### [Gekozen fragment]
'''
Artikel 3 Nadere regels aanwezigheidsvergunningen

Aan de aanwezigheidsvergunningen voor speelautomaten in speelautomatenhallen worden

de volgende nadere regels verbonden (voorschriften en beperkingen als bedoeld in artikel 30d van de Wet op de Kansspelen);

  • 1.

    de vergunning geldt voor een tijdvak van 12 maanden;

  • 2.

    de vergunning geldt voor ten hoogste 44 speelautomaten, met ten hoogste 59

spelersplaatsen. Dit aantal speelautomaten bestaat uit maximaal 40 “pré-

Nijpels” kansspelautomaten (40 spelersplaatsen) en maximaal vier meerspelers (met in totaal niet meer dan 19 spelersplaatsen);

  • 3.
'''
### [Opgeslagen items]
'''
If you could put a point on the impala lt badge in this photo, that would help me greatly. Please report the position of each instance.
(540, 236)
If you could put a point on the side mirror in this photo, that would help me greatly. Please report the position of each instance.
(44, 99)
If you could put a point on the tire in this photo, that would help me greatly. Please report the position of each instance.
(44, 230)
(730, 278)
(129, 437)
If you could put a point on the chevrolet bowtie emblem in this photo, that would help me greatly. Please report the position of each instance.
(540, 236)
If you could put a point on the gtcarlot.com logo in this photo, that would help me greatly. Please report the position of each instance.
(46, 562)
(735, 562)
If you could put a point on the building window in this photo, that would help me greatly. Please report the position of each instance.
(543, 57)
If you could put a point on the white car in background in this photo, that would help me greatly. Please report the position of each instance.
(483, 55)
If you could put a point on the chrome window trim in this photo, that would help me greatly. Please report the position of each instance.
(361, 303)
'''
'''
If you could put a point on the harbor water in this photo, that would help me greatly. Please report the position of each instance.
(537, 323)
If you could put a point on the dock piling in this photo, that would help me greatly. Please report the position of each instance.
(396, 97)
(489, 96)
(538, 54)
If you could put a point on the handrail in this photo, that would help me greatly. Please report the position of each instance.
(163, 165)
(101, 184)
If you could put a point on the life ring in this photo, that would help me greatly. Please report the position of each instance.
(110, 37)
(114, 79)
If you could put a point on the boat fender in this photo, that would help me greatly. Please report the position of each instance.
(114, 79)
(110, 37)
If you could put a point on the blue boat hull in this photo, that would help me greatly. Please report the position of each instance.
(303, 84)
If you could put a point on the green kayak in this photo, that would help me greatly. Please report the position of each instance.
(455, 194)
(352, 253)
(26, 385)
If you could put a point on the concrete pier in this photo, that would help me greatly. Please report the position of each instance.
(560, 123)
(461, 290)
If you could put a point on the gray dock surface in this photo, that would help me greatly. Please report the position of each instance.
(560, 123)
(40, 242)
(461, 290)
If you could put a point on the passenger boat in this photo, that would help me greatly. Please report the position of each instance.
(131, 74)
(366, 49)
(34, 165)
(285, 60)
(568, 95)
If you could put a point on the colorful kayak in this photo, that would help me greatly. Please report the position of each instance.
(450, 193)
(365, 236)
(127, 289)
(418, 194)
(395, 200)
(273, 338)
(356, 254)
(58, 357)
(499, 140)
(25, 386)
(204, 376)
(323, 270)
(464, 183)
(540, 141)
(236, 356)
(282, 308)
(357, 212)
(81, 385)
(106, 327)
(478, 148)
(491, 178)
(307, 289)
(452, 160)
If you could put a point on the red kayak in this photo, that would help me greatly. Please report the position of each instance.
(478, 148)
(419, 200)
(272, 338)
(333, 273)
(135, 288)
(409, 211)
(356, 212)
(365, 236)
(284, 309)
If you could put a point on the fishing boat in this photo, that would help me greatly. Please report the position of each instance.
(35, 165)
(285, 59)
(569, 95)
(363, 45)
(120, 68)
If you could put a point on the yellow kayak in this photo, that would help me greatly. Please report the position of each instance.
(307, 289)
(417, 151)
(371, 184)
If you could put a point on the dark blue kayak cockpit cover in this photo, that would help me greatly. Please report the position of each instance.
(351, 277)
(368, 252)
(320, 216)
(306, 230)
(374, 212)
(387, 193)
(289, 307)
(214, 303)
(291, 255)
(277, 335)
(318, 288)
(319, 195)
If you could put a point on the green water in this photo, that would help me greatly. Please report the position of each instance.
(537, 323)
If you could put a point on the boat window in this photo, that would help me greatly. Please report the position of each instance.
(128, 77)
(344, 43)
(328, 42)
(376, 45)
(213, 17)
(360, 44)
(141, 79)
'''
### [Beoogd doel]
Haal het fragment over de aanwezigheidsvergunningen voor speelautomaten in zijn geheel en woord voor woord uit de pagina. De items staan los van het fragment en vormen apart materiaal.

### [Resultaat opdracht]
Artikel 3 Nadere regels aanwezigheidsvergunningen

Aan de aanwezigheidsvergunningen voor speelautomaten in speelautomatenhallen worden

de volgende nadere regels verbonden (voorschriften en beperkingen als bedoeld in artikel 30d van de Wet op de Kansspelen);

  • 1.

    de vergunning geldt voor een tijdvak van 12 maanden;

  • 2.

    de vergunning geldt voor ten hoogste 44 speelautomaten, met ten hoogste 59

spelersplaatsen. Dit aantal speelautomaten bestaat uit maximaal 40 “pré-

Nijpels” kansspelautomaten (40 spelersplaatsen) en maximaal vier meerspelers (met in totaal niet meer dan 19 spelersplaatsen);

  • 3.